**Blocco di testo:**
┏━━

Nella lettera ultima ho auta oggi dì IIII da voi, nè in quella di
prima che dite scrisse
Guido e che nolla leggeste, non dite nulla delle più
copie ch'io vi mandai che scrivesse a più della Ventina, ch'a me parea.
Ben dite a
Stoldo e me, che vi maravigliate che non vi dico che a
Guadagni scriviate nulla. E per questo penso pur, l'abbiate aute. E a
mano a mano dite, come è ch'io non vi scriva che scriviate a
Francesco Federighi. E io ho a mente, come se fosse ora, ch'io vi
mandai a dire che a lui scrivesse, e dissivi come gli diceste nella forma
ch'agli altri; salvo che aggiugneste questo: «
Francesco, io so che
Vanni Rucellai è quello che voi; se mai mi dovete servire, vogliate
che e' s'adoperi per la mia giustizia, sì che io abbia cagione di tornare a
Firenze».

┗━━

**Dati forniti:**
┏━━

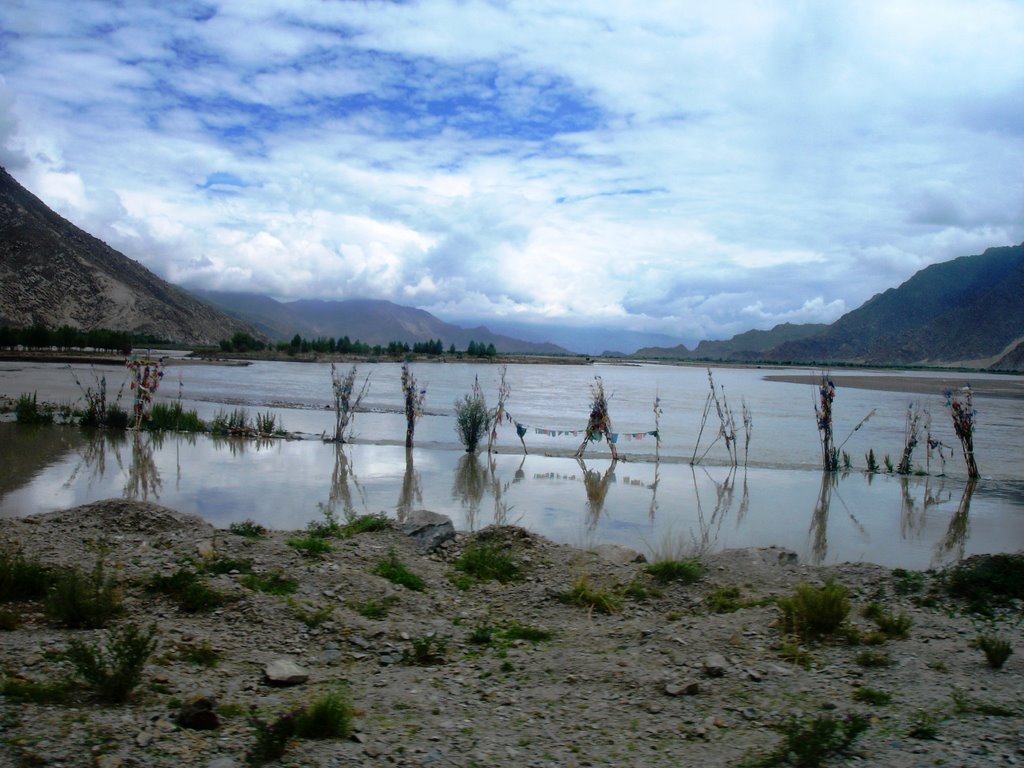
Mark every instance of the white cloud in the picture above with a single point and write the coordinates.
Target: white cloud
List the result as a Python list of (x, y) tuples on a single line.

┗━━

**Consegne dell'esercizio:**
1. Secondo la lettera, a chi lo scrivente ricorda di aver già chiesto di far scrivere, nella stessa forma usata per gli altri?
2. Spiega in una-tre frasi perché, nella lettera, lo scrivente ritiene che le copie da lui mandate siano state ricevute.
3. Scrivi il seguito della lettera a partire dalla frase con cui termina.

**Risultati delle consegne:**
1. A Francesco Federighi.

2. I destinatari hanno detto a Stoldo e a lui di meravigliarsi che non indicasse di scrivere nulla a Guadagni. Da questa osservazione lo scrivente deduce che abbiano avuto le copie.

3.
A
Domenico Giugni vi dissi diceste, come sperate a luogo e tempo
avere con lui grandi e lunghe consolazioni; e che lui ricevavate per
amico in iscambio di
Guido,
cui Iddio v'avea levato dinanzi agli occhi. E che in fine gli
diciavate, che nell'animo vostro era, non curare ove voi finiste vostra
vita: e che non v'era noia così andar più là, come tornare alla patria: e
come di questa materia non pensaste mai scrivere nè a lui nè ad altri;
pure, per conforto de' vostri amici e
parenti, a' quali volete più tosto
credere che a voi medesimo, scrivavate a lui ed alcuno altro, che gli
piacesse sostenervi nella vostra giustizia: e come la verità era, che tutte
le possessioni vostre, fuor delle
case e
masserizie, non
valeano
fiorini
MMM; e come agevole era loro informarsene a
Prato. E in fine il
pregaste, gli desse Iddio grazia pigliare buono partito.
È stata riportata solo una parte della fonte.